**Fragmento para leer**
_____

A poco que se conozca el magisterio de Pablo VI, veremos una sucesión de catequesis, audiencias, discursos y homilías sobre el Concilio Vaticano II, que él sancionó y promulgó, presentándolo a los fieles. En su palabra hallamos las interpretaciones exactas de los documentos conciliares, presentaciones globales, precisiones de matices que, en su momento y en gran medida, se ignoraron.
 
 
Pablo VI quiso explicar el Concilio Vaticano II a toda la Iglesia con mucha paciencia; quiso explicarlo subrayando sus grandes ideas, sus claves de interpretación y el modo de aplicarlo correctamente a la vida de todo el pueblo cristiano.
 
Otros, tal vez, prefirieron ampararse en la propia subjetividad, apelar al "espíritu del Concilio" y despreciando los documentos aprobados y la interpretación autorizada del Papa, forzar el Concilio según las propias ideologías y corrientes de moda.
 
A nosotros, ahora, a punto de iniciar el Año de la Fe nos corresponde, según el deseo de Benedicto XVI conocer el Concilio Vaticano II, difundirlo y estudiarlo. Para ello hoy veremos una presentación global que hizo Pablo VI señalando los principios fundamentales que dan cohesión a todo el corpus conciliar.
 
 
                "Después del Concilio estamos buscando en sus enseñanzas las líneas directrices de la renovación de la vida cristiana. Algunas de estas líneas, ciertamente las principales, se refieren a la doctrina, otras, que ahora queremos evocar sumariamente en estos nuestros coloquios familiares de las audiencias semanales, se refieren a la acción, la vida práctica, la formación moral y ascética del discípulo de Cristo.

_____

**Datos para procesar**
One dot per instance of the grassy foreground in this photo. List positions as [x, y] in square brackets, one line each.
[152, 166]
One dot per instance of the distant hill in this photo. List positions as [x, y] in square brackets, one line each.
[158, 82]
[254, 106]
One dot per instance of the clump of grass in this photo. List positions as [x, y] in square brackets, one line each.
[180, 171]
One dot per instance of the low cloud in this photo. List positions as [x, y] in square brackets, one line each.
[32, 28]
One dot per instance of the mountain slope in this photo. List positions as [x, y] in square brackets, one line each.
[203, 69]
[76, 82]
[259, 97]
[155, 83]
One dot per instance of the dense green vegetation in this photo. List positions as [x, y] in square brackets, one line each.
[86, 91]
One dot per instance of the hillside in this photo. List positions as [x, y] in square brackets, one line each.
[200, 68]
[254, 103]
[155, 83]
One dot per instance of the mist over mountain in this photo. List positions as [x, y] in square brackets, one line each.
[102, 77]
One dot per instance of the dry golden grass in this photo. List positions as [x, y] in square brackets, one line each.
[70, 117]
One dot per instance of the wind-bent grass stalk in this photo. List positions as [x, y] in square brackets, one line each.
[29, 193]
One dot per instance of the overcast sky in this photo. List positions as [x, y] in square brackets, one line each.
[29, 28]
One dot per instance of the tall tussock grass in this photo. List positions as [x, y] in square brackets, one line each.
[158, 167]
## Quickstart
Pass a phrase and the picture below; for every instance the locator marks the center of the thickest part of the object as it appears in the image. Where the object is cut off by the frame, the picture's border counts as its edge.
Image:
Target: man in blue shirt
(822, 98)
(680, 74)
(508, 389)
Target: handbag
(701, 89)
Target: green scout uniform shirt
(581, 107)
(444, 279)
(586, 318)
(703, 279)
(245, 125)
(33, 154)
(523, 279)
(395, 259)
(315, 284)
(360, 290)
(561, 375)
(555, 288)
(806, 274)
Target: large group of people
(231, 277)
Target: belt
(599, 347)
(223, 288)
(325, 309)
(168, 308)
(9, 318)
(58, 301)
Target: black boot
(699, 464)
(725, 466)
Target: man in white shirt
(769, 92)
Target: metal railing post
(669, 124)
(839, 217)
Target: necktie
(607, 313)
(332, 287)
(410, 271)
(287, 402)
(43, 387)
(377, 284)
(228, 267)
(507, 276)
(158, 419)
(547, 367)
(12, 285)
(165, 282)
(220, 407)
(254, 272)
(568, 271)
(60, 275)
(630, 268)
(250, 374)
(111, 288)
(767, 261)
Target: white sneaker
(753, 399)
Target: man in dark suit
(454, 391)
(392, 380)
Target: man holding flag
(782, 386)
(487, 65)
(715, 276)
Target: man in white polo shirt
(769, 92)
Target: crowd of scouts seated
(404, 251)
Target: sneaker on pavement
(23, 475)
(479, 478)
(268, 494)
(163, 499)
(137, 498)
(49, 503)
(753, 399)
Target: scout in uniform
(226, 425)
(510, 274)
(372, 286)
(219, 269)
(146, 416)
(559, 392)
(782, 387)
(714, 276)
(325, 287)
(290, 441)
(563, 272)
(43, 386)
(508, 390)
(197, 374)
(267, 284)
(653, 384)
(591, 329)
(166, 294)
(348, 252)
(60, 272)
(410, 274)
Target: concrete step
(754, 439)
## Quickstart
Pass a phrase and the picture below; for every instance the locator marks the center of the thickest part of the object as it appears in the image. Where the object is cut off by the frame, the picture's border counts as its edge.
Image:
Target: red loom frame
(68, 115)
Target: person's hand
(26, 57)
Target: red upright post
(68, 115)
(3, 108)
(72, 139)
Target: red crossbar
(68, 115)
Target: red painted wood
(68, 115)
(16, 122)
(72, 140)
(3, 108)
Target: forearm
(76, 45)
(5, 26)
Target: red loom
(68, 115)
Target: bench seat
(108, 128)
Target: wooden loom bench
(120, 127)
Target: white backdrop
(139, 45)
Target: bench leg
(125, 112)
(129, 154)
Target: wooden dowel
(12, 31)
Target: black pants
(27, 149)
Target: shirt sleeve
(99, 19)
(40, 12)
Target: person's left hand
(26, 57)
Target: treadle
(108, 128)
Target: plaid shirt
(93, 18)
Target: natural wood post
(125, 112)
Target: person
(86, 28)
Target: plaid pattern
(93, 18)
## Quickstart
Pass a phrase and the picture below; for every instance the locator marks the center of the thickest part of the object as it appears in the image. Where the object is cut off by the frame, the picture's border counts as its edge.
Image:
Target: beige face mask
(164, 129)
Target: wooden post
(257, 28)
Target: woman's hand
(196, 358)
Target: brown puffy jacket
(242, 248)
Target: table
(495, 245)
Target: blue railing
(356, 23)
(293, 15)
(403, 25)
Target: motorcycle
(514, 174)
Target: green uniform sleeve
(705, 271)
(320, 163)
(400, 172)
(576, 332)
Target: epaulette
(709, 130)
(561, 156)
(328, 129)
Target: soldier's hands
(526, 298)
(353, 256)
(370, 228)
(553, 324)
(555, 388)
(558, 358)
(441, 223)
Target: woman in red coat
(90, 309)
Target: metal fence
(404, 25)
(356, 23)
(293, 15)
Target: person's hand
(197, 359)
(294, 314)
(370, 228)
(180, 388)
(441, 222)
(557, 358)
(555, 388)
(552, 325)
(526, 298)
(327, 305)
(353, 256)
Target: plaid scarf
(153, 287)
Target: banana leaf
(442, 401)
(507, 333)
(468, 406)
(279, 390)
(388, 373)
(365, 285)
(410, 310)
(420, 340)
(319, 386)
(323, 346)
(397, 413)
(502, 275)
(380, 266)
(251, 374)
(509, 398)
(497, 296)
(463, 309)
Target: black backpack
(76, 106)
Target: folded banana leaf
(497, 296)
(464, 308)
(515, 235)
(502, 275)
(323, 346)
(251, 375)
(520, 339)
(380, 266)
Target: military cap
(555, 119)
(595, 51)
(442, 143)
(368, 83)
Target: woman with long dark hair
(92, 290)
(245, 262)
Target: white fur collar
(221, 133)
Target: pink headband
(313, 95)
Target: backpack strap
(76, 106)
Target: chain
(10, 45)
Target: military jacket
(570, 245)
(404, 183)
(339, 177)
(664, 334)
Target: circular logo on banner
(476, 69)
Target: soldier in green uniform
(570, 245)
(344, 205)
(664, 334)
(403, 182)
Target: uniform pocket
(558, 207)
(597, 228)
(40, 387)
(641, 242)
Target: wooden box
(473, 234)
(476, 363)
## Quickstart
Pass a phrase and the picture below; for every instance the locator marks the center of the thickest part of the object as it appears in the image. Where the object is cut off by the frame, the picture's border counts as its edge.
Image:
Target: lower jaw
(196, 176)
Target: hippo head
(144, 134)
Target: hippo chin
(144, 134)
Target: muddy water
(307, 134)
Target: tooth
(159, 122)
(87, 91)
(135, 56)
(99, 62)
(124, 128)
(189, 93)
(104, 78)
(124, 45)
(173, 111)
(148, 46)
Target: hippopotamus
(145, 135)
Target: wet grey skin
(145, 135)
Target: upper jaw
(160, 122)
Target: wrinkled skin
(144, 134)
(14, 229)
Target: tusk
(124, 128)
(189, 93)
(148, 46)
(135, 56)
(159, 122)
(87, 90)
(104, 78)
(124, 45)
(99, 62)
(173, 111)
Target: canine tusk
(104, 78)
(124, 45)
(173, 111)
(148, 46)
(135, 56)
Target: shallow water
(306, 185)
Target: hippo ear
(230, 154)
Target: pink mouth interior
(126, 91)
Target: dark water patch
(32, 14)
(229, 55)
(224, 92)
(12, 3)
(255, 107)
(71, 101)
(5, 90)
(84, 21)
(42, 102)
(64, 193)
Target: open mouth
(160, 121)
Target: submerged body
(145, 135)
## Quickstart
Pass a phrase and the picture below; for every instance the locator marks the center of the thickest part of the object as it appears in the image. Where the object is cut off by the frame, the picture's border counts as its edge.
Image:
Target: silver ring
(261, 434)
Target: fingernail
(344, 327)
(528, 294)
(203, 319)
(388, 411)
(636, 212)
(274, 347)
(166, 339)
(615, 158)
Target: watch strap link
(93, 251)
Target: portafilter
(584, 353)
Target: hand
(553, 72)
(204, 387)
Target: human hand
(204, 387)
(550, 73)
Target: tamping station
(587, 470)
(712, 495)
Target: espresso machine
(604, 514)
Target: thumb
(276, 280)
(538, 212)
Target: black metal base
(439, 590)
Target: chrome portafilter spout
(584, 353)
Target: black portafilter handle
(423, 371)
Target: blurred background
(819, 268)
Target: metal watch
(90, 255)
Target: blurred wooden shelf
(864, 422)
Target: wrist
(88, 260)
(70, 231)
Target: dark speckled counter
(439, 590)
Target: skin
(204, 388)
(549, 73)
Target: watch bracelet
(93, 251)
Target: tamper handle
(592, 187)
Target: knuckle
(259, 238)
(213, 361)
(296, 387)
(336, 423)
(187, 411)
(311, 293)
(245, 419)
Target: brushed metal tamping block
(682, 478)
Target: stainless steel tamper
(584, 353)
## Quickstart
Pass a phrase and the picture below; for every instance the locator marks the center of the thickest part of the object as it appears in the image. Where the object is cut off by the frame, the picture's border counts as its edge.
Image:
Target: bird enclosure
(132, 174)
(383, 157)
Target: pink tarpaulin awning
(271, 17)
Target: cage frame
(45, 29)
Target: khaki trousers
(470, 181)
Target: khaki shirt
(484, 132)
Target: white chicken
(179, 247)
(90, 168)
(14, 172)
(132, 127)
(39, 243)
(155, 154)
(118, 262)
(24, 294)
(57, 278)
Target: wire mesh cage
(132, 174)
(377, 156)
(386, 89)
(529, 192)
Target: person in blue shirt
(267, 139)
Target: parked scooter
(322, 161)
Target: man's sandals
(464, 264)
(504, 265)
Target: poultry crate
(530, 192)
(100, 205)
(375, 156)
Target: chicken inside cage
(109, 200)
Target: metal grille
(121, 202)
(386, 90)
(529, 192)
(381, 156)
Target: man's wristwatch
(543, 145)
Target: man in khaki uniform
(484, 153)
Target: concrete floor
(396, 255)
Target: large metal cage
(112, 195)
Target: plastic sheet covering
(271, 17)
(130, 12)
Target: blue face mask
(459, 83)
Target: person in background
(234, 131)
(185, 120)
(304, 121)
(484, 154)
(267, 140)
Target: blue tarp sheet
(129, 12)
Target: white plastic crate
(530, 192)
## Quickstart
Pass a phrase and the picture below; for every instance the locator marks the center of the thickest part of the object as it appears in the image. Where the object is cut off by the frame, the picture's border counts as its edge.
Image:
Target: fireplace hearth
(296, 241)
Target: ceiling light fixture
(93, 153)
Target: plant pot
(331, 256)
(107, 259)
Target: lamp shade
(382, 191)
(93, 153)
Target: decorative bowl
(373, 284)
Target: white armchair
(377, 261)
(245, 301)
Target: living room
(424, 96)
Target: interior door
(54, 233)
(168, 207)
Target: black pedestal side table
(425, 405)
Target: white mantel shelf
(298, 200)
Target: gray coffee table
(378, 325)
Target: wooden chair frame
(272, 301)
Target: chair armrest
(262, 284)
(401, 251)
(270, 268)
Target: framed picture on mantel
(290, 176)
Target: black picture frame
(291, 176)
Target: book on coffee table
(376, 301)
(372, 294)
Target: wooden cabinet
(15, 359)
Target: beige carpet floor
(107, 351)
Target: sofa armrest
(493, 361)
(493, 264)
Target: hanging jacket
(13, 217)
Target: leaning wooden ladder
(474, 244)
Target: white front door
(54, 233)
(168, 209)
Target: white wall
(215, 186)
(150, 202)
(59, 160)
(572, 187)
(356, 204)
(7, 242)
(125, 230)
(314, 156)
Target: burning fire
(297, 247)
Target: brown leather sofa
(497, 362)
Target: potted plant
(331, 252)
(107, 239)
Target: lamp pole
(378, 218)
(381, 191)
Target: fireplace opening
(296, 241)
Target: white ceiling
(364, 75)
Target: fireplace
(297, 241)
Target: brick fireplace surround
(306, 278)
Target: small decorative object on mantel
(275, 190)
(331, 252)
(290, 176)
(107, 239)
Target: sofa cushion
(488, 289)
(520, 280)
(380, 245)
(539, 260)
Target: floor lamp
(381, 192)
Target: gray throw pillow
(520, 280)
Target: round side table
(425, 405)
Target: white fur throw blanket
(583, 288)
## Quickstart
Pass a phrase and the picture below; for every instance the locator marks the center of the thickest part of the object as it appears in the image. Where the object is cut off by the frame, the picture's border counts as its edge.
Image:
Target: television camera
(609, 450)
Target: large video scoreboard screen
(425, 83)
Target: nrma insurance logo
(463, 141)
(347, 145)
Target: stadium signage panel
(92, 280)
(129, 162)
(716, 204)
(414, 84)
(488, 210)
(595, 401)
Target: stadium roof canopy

_____

**Trabajo requerido**
**1)** En el fragmento sobre Pablo VI, ¿qué nos corresponde hacer con el Concilio Vaticano II, según el deseo de Benedicto XVI, a punto de iniciar el Año de la Fe?
**2)** Reúne todas las líneas de los registros que contengan la palabra "floor".
El fragmento y los registros no guardan ninguna relación entre sí.

**Resultados por tarea**
**1)** Conocer el Concilio Vaticano II, difundirlo y estudiarlo.

**2)**
Target: concrete floor
Target: beige carpet floor
Target: floor lamp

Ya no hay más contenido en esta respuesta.